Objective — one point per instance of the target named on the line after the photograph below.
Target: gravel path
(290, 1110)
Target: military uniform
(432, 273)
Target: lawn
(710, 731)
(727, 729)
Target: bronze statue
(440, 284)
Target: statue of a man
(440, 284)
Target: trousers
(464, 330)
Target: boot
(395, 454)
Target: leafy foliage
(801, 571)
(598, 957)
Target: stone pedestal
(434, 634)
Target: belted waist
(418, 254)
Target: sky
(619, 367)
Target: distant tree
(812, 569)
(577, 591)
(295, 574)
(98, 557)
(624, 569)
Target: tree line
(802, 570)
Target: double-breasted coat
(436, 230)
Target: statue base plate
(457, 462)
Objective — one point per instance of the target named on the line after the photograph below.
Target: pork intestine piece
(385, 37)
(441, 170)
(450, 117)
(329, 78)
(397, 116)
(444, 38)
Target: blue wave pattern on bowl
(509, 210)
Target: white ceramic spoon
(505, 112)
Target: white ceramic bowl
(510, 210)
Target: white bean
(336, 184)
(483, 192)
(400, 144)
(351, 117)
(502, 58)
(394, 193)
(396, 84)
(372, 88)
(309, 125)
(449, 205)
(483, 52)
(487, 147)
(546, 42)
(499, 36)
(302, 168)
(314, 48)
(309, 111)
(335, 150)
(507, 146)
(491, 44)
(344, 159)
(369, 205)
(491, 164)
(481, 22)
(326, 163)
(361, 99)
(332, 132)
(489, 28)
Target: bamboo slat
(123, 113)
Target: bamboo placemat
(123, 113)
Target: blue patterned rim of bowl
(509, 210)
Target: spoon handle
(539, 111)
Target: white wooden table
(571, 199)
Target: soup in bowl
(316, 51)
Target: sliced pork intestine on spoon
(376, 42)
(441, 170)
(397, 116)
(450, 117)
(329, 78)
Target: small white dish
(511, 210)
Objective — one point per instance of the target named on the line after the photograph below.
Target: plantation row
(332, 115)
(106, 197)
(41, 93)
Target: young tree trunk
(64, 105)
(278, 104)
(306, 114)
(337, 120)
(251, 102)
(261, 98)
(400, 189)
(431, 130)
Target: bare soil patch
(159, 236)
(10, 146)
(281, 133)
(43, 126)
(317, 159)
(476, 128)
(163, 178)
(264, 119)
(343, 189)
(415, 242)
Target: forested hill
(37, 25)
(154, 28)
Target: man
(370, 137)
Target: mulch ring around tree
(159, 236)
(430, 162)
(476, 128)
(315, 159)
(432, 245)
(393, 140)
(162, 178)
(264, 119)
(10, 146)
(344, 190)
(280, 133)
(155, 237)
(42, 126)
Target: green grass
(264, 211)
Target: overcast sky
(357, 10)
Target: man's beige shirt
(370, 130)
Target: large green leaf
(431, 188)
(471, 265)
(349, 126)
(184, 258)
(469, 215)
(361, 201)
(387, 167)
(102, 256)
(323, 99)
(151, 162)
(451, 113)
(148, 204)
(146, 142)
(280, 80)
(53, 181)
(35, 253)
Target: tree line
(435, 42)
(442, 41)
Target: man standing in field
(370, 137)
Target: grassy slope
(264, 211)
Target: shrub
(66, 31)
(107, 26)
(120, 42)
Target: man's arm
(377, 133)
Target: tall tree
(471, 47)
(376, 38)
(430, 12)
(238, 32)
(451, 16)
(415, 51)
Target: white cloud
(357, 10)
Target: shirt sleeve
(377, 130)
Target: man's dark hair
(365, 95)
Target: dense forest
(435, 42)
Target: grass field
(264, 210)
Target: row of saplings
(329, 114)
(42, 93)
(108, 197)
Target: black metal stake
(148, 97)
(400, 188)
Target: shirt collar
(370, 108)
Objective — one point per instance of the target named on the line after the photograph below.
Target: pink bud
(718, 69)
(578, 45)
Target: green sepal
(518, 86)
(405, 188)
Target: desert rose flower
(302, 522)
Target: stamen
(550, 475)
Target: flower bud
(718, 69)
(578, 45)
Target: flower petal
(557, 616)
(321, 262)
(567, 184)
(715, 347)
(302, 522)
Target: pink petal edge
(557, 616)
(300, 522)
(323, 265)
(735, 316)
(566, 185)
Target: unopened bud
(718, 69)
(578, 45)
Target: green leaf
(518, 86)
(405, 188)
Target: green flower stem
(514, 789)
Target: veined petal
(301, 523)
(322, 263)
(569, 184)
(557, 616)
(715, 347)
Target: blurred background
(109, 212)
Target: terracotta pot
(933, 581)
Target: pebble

**Beklenen İş**
“Target: grassy slope” satırından verinin sonuna kadar uzanan kısmı yeniden yazınız; yalnızca “terracotta pot” yerine “clay pot” koyunuz, geri kalan her şeyi aynen bırakınız.

**Eksiksiz Çıktı**
Target: grassy slope
(264, 211)
Target: shrub
(66, 31)
(107, 26)
(120, 42)
Target: man's arm
(377, 133)
Target: tall tree
(471, 47)
(376, 38)
(430, 12)
(238, 32)
(451, 16)
(415, 51)
Target: white cloud
(357, 10)
Target: shirt sleeve
(377, 130)
Target: man's dark hair
(365, 95)
Target: dense forest
(435, 42)
Target: grass field
(264, 210)
Target: row of saplings
(329, 114)
(42, 93)
(108, 197)
Target: black metal stake
(148, 97)
(400, 188)
Target: shirt collar
(370, 108)
Objective — one point per instance of the target named on the line after the photograph below.
Target: pink bud
(718, 69)
(578, 45)
Target: green sepal
(518, 86)
(405, 188)
Target: desert rose flower
(302, 522)
Target: stamen
(550, 475)
Target: flower bud
(718, 69)
(578, 45)
Target: flower petal
(557, 616)
(321, 262)
(567, 184)
(715, 347)
(302, 522)
Target: pink petal edge
(557, 616)
(300, 522)
(323, 265)
(735, 316)
(566, 185)
Target: unopened bud
(718, 69)
(578, 45)
Target: green leaf
(518, 86)
(405, 188)
Target: green flower stem
(514, 789)
Target: veined petal
(301, 523)
(322, 263)
(569, 184)
(557, 616)
(715, 347)
Target: blurred background
(109, 212)
Target: clay pot
(933, 581)
Target: pebble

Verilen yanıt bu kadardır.